----- Stored rows -----

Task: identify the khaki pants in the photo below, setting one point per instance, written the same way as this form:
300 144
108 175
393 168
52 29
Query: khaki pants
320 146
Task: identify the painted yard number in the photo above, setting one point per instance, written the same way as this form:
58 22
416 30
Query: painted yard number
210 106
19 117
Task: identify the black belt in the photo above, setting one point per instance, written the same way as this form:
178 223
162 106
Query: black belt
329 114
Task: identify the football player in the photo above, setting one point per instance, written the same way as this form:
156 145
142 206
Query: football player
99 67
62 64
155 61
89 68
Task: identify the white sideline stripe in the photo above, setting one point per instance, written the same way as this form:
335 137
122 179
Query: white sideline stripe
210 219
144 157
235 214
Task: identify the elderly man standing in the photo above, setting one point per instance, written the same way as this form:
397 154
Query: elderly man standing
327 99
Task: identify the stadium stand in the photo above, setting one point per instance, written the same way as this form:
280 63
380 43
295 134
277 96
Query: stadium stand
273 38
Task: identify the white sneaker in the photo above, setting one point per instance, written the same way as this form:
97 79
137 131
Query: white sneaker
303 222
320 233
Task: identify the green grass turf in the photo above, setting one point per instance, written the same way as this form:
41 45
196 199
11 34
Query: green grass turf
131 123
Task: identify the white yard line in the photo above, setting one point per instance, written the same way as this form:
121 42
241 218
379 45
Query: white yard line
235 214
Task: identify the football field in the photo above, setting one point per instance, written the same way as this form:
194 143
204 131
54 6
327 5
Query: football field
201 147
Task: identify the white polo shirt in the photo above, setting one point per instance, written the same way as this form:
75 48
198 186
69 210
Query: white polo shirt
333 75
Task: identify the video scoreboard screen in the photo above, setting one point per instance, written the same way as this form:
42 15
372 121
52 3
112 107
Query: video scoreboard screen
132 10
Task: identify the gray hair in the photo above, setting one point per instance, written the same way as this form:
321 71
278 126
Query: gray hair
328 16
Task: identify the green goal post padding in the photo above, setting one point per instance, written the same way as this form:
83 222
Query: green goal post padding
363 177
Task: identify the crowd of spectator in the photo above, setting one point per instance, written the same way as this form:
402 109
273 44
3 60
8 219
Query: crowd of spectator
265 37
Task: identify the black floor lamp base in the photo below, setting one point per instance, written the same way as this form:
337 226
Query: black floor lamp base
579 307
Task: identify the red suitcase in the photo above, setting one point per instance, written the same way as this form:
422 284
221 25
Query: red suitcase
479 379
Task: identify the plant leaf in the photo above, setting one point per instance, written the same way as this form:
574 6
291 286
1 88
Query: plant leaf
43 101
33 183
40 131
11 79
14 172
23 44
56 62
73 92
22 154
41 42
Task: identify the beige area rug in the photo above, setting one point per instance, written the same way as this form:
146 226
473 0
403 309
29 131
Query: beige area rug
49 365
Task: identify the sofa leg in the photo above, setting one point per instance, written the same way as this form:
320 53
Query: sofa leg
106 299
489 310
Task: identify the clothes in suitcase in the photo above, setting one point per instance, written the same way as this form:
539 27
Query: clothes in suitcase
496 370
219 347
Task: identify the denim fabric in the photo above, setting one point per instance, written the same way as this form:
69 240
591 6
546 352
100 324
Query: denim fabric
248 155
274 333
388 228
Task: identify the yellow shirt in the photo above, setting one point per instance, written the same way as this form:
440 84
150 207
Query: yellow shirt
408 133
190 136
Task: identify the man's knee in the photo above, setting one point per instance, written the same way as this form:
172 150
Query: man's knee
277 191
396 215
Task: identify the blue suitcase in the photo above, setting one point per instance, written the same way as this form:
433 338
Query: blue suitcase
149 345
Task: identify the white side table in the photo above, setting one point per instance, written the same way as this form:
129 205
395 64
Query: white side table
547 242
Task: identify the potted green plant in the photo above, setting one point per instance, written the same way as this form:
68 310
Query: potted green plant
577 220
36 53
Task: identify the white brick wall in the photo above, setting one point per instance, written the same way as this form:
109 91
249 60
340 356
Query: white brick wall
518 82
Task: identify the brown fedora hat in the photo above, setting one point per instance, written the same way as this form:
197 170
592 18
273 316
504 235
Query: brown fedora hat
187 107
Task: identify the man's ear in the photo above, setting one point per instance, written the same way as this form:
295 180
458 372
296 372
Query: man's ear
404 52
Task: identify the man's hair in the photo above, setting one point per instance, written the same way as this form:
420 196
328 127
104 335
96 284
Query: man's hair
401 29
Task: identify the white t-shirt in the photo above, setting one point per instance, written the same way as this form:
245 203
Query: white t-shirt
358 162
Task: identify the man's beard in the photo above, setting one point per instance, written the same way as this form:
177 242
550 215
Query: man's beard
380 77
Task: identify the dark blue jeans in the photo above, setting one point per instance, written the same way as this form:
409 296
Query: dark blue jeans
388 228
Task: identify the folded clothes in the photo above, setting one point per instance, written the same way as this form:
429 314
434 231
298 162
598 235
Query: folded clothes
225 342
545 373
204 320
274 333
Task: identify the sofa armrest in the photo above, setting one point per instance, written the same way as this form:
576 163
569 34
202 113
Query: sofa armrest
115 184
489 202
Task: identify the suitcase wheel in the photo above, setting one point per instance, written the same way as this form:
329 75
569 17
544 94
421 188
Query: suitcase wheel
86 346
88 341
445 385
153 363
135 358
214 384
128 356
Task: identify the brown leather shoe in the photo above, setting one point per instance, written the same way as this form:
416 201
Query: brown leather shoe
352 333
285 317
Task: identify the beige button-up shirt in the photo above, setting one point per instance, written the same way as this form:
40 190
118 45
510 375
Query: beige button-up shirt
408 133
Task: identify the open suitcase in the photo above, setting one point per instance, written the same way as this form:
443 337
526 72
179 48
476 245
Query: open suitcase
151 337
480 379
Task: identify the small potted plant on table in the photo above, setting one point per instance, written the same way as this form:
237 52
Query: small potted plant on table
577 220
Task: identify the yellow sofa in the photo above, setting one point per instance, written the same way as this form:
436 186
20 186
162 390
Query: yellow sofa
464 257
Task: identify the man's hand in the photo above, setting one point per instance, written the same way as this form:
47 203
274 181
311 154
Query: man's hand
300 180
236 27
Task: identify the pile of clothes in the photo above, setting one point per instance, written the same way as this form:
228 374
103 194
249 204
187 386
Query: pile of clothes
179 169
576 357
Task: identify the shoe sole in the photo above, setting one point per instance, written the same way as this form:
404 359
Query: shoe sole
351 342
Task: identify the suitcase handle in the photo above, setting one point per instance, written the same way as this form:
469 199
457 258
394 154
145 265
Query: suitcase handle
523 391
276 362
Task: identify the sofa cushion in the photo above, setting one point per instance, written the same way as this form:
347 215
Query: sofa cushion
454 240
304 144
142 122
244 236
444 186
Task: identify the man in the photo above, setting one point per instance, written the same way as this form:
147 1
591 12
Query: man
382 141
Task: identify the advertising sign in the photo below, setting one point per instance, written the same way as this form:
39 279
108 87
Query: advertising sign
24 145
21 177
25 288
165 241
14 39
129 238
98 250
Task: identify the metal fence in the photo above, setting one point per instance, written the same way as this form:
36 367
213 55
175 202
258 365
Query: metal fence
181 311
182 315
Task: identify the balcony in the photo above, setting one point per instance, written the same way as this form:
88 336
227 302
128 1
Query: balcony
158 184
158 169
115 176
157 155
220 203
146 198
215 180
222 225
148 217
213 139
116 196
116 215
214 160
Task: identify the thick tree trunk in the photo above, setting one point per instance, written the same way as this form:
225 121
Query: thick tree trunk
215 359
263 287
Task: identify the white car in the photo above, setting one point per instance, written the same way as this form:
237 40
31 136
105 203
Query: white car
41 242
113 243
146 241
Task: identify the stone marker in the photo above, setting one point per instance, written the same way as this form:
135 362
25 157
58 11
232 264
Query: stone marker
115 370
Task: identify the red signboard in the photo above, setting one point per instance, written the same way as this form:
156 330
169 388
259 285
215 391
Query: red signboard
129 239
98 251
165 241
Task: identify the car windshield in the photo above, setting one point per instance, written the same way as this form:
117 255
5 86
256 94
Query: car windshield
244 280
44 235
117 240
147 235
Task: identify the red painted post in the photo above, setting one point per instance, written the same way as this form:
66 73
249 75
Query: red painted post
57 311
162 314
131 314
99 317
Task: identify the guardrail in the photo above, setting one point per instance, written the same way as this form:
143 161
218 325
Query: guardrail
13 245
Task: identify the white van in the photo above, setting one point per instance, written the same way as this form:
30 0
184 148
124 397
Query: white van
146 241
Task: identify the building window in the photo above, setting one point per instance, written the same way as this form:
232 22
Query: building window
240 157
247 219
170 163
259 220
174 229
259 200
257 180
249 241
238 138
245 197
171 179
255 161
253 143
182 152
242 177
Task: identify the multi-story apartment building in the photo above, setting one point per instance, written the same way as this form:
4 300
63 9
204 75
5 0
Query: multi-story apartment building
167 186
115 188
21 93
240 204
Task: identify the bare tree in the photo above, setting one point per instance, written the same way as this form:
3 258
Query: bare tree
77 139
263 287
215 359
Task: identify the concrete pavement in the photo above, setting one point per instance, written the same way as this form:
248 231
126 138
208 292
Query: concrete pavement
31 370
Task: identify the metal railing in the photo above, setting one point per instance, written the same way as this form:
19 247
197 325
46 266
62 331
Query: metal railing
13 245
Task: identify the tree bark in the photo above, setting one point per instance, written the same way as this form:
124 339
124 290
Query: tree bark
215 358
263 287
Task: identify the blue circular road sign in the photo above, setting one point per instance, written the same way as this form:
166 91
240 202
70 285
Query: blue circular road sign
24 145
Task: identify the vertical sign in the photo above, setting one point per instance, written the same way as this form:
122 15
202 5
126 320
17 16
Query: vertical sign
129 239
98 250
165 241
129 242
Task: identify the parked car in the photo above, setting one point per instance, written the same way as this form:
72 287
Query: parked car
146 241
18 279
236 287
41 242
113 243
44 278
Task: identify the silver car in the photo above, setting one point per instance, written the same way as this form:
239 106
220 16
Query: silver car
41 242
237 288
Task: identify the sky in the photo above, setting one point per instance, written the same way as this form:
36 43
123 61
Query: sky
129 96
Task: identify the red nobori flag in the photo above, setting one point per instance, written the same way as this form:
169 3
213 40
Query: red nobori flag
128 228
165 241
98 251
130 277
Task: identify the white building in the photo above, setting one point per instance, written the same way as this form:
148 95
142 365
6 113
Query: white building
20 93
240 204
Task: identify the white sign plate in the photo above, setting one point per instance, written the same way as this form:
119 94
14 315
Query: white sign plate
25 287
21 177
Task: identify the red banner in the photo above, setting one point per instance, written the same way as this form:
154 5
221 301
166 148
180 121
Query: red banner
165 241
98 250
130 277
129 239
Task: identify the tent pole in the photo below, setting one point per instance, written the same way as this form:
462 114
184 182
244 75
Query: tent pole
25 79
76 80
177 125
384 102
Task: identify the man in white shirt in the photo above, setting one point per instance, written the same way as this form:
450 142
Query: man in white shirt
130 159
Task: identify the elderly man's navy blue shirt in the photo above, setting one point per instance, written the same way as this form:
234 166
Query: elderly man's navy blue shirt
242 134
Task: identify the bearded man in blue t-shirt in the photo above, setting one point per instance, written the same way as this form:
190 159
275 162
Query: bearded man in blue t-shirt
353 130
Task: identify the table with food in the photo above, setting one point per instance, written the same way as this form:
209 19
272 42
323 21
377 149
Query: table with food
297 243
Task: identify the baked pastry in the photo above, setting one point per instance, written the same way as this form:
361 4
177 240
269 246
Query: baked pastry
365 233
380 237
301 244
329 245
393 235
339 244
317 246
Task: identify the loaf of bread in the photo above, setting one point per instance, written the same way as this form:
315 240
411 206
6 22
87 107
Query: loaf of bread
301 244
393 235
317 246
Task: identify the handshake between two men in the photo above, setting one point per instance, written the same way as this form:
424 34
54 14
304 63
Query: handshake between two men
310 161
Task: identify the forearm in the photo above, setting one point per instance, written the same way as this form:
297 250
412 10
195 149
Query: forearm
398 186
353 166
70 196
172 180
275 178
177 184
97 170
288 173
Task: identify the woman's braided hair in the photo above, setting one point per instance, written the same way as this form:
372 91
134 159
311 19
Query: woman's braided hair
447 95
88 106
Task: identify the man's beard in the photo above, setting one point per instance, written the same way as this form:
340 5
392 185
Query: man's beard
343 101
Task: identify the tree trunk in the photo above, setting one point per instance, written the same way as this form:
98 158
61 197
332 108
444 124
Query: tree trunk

-----

Your goal. Repeat precisely the lines of the data starting at the one containing "Task: identify the forearm", last line included.

Exercise response.
Task: identify the forearm in the photo above, setting one point per instance, written the same way as this form:
297 250
412 10
195 149
Query: forearm
398 186
353 166
70 196
172 180
275 178
177 184
97 170
288 173
Task: identify the woman's braided hair in the photo above, setting one point per instance, written the same way as this form:
372 91
134 159
311 19
Query: woman's braided hair
447 95
88 106
Task: identify the man's beard in the photo above, setting one point per instance, written the same way as this form:
340 5
392 185
Query: man's beard
343 101
Task: identify the tree trunk in the photo above, setting one point per instance, written the same way as this form:
98 158
61 197
332 108
444 124
Query: tree trunk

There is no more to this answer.